Work to do:
Report each line of the listing below that contains the string "green", and copy every such line in full. Case counts when matching.

Saved data entries:
## START

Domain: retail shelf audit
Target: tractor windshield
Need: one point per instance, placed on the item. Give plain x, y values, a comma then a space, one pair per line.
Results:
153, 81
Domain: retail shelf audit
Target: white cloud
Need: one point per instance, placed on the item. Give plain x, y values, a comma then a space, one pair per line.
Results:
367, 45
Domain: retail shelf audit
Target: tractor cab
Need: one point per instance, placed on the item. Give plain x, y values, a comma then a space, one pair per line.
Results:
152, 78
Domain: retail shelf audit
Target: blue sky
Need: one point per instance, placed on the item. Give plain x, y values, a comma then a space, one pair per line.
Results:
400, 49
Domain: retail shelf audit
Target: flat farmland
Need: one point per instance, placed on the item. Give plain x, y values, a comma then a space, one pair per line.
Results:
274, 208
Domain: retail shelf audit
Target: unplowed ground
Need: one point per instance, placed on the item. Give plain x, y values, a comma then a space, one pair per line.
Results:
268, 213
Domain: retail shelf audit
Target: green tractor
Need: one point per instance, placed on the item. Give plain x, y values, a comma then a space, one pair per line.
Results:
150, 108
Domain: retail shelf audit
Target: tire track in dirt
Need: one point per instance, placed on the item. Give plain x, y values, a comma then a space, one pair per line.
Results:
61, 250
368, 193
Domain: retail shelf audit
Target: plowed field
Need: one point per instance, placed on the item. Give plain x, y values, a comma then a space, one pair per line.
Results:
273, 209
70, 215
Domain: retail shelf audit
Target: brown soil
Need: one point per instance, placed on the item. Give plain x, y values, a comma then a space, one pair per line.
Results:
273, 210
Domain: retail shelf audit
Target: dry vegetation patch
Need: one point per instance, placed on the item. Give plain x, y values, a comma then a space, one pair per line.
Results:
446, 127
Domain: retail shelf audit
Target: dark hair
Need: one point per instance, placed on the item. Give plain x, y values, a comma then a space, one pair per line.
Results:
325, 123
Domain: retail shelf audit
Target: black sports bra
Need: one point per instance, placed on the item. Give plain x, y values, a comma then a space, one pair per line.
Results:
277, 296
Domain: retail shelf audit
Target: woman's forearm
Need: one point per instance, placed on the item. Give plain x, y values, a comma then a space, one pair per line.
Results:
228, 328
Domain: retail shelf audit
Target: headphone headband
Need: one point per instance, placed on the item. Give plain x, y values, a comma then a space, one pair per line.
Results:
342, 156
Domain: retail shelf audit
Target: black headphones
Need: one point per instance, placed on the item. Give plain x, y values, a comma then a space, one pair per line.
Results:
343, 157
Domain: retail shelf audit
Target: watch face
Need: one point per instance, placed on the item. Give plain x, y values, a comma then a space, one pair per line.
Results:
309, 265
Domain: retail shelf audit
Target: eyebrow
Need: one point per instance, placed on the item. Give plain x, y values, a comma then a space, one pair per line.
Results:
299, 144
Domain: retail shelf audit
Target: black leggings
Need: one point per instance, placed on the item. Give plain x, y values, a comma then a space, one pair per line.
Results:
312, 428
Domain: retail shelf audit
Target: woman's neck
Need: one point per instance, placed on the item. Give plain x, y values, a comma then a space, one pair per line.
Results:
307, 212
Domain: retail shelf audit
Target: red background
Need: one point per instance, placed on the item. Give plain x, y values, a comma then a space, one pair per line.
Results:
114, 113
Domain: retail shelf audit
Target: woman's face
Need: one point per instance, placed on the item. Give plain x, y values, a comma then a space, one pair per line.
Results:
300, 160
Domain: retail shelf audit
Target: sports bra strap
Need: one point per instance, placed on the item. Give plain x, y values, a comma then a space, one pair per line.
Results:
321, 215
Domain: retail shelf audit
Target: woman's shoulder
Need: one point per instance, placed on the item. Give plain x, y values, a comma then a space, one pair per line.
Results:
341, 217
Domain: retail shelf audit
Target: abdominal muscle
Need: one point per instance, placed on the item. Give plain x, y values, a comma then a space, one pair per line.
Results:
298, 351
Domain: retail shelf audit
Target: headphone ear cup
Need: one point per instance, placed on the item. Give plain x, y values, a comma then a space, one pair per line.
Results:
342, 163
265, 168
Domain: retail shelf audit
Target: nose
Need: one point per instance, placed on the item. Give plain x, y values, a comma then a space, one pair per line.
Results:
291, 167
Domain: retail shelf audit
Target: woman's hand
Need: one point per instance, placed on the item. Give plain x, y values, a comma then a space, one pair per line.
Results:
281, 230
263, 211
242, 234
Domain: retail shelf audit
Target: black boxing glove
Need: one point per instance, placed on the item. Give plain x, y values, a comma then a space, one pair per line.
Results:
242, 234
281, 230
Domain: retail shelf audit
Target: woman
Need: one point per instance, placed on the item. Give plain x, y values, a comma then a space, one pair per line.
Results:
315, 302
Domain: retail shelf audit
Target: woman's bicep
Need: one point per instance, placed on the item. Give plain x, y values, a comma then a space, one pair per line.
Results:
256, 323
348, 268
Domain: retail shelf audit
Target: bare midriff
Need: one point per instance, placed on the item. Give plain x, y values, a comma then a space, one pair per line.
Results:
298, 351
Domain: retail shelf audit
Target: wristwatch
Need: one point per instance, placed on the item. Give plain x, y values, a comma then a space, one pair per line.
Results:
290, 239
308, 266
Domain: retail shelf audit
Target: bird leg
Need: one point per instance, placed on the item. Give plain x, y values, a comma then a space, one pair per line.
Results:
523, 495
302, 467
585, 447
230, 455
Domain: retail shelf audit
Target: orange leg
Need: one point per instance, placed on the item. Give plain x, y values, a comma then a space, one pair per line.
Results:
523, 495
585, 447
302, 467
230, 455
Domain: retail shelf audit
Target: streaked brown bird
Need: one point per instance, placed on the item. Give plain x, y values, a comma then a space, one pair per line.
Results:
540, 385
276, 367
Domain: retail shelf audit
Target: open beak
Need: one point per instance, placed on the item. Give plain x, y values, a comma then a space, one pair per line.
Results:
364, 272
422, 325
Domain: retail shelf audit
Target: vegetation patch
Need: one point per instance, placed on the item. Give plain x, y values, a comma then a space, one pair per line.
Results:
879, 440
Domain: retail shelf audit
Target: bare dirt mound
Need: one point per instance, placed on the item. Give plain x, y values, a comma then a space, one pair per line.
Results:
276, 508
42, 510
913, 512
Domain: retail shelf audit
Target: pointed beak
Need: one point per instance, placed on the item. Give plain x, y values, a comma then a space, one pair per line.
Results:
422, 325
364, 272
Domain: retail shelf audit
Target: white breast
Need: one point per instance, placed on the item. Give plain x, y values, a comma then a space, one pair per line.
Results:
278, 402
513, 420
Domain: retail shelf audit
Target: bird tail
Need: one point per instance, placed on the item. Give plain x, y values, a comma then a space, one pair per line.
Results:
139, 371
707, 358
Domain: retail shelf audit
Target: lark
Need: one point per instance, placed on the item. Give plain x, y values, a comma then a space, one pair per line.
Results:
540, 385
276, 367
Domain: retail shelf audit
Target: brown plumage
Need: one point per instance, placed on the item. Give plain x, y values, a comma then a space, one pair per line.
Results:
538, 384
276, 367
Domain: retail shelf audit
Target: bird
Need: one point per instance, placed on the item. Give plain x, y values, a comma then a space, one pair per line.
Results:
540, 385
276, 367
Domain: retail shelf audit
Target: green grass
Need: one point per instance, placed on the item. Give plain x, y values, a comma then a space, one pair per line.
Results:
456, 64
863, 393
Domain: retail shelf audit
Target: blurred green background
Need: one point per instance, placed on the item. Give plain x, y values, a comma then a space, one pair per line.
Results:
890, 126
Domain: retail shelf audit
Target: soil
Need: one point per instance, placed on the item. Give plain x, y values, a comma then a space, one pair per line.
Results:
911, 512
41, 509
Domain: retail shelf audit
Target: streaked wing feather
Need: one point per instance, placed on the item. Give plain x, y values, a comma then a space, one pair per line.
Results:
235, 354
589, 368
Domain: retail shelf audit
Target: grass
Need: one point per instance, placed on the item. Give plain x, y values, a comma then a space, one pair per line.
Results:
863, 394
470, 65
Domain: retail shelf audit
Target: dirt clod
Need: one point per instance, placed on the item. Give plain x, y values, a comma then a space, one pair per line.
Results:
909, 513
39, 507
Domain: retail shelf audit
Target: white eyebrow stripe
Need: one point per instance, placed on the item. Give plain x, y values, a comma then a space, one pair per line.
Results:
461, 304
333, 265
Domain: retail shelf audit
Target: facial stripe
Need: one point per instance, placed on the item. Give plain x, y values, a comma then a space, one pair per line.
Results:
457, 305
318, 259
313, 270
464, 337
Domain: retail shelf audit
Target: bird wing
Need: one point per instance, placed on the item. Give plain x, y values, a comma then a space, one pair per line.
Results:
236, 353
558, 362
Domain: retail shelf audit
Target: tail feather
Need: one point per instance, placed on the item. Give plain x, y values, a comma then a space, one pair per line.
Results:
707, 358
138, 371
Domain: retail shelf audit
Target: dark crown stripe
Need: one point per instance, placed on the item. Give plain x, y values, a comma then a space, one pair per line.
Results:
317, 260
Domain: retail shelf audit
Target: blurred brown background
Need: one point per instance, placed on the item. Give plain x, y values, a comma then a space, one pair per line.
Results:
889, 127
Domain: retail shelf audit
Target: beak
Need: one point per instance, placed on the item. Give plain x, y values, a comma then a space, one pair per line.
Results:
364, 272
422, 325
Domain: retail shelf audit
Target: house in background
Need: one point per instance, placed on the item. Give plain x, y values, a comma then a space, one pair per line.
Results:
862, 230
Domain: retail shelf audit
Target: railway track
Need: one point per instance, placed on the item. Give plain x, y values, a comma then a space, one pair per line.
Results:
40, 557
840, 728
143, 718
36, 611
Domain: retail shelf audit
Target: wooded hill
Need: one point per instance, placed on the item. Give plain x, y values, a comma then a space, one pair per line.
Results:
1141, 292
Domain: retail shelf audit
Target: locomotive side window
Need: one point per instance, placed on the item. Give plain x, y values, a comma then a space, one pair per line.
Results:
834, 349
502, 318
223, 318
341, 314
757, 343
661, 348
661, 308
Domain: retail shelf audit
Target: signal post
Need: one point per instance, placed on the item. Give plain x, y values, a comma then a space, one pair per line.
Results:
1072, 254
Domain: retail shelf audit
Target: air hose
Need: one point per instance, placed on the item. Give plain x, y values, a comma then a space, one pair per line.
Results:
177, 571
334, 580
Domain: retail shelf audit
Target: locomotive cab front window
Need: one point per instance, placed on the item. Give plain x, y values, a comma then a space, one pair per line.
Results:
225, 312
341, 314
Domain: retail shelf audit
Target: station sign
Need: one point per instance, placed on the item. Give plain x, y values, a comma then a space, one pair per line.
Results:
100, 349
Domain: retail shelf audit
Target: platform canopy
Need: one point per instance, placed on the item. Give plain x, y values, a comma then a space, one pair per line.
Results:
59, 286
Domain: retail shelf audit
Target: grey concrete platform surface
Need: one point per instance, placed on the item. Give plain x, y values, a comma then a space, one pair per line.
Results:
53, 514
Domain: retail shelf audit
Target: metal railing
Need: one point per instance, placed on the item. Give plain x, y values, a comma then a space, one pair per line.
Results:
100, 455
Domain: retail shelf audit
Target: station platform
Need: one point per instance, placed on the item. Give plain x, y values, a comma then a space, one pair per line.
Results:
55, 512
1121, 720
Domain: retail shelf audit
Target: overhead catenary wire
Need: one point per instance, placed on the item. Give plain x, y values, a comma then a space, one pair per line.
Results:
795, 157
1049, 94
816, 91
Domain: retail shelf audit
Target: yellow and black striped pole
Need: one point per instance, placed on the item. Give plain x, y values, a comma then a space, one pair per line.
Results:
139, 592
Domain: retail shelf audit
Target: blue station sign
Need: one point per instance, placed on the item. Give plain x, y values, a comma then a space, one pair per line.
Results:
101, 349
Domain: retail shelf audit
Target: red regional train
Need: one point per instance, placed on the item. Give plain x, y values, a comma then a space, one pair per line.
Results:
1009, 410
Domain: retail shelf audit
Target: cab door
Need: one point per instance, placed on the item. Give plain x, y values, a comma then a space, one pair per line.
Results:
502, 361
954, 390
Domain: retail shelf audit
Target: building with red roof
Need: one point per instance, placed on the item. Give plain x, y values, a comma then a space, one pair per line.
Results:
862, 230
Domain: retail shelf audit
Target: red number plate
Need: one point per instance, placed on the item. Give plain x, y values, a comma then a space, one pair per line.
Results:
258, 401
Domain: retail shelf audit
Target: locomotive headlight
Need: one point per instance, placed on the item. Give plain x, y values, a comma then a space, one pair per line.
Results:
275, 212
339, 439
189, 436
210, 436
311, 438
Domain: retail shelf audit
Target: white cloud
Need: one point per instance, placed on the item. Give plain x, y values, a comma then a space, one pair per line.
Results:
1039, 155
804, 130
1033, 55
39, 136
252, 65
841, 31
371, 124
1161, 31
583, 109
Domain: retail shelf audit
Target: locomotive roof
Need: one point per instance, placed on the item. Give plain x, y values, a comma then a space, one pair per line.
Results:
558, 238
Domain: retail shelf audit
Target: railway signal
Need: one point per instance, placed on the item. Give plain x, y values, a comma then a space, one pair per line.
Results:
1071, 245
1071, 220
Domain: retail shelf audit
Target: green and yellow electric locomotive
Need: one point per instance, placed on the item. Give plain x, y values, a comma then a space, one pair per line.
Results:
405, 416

## END

Output of the task:
Target: green tractor
Target: green grass
Target: blurred green background
Target: green and yellow electric locomotive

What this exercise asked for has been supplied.